### [TASK]
Copy down every row below word for word, keeping each line as it appears.

• • • • •

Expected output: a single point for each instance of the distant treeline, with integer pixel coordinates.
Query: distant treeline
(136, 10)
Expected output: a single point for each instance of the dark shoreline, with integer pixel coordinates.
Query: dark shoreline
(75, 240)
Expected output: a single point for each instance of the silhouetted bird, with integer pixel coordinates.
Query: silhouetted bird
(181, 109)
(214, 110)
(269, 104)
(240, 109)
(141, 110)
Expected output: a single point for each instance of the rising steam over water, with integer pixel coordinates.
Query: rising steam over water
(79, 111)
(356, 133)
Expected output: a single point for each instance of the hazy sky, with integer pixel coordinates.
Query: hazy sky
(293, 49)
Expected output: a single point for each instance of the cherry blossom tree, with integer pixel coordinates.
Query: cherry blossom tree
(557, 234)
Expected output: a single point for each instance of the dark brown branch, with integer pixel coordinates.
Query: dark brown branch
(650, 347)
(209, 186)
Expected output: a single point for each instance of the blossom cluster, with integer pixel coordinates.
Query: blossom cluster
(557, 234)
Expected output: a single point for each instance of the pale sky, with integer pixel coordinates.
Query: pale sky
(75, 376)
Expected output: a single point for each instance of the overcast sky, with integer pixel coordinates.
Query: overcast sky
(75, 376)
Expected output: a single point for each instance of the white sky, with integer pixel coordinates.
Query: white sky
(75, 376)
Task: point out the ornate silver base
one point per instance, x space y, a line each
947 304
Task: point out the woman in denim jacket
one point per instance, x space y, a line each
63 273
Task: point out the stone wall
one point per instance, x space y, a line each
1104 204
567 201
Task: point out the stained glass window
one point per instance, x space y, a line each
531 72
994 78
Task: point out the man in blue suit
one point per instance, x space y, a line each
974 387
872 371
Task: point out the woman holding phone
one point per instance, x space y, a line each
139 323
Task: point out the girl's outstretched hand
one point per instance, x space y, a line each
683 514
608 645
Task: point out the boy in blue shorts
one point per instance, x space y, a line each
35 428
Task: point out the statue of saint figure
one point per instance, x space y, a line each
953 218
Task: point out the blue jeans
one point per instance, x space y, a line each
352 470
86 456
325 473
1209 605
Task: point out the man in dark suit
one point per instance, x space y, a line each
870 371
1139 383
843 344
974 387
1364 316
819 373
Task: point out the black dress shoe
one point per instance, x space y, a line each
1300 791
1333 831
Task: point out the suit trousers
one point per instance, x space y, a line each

• • • • •

### [RESPONSE FOR THIS EXERCISE]
Expected output: a single point for each instance of the distant treeline, with integer pixel coordinates.
Query: distant treeline
(136, 10)
Expected output: a single point for each instance of the dark shoreline, with integer pixel coordinates.
Query: dark shoreline
(75, 240)
Expected output: a single point for each instance of the silhouetted bird, with integer pixel coordinates.
Query: silhouetted bird
(181, 109)
(214, 110)
(269, 104)
(240, 109)
(141, 110)
Expected output: a single point for each instance of the rising steam over water, with integer pixel coordinates.
Query: rising steam over water
(79, 111)
(356, 133)
Expected output: a single point for each instance of the hazy sky, with integer pixel coordinates.
Query: hazy sky
(293, 49)
Expected output: a single point for each instance of the cherry blossom tree, with integer pixel coordinates.
Query: cherry blossom tree
(557, 234)
Expected output: a single point for each instance of the dark brown branch, with integer pixel coordinates.
Query: dark brown branch
(650, 347)
(209, 186)
Expected output: a single point for each instance of the blossom cluster, with integer pixel coordinates.
Query: blossom cluster
(557, 234)
Expected output: a single point for each instance of the pale sky, with integer pixel coordinates.
Query: pale sky
(75, 376)
Expected output: a single point for each instance of the overcast sky, with integer pixel coordinates.
Query: overcast sky
(75, 376)
Expected output: a single point for each instance of the white sky, with integer pixel coordinates.
Query: white sky
(75, 376)
Task: point out the ornate silver base
one point per instance, x space y, a line each
947 304
Task: point out the woman in denim jacket
one point per instance, x space y, a line each
63 273
Task: point out the stone wall
one point per instance, x space y, a line each
1104 204
567 201
Task: point out the stained glass window
one point per instance, x space y, a line each
531 72
994 78
Task: point out the man in blue suit
one point per instance, x space y, a line each
974 387
872 371
Task: point out the woman holding phone
one point per instance, x space y, a line each
139 323
Task: point out the girl's outstretched hand
one point per instance, x space y, a line each
683 514
608 645
Task: point out the boy in blue shorts
one point per instance, x space y, a line each
35 428
Task: point out the statue of saint figure
one point per instance, x space y, a line each
953 218
Task: point out the blue jeans
one point per instance, x space y, a line each
352 470
86 456
325 473
1209 605
Task: point out the man in dark suit
one point per instance, x space y, a line each
870 371
1139 383
843 344
974 387
1364 316
819 373
Task: point out the black dress shoe
one point per instance, x space y, a line each
1300 791
1333 831
Task: point out the suit trousers
one point per instance, x space y, a line each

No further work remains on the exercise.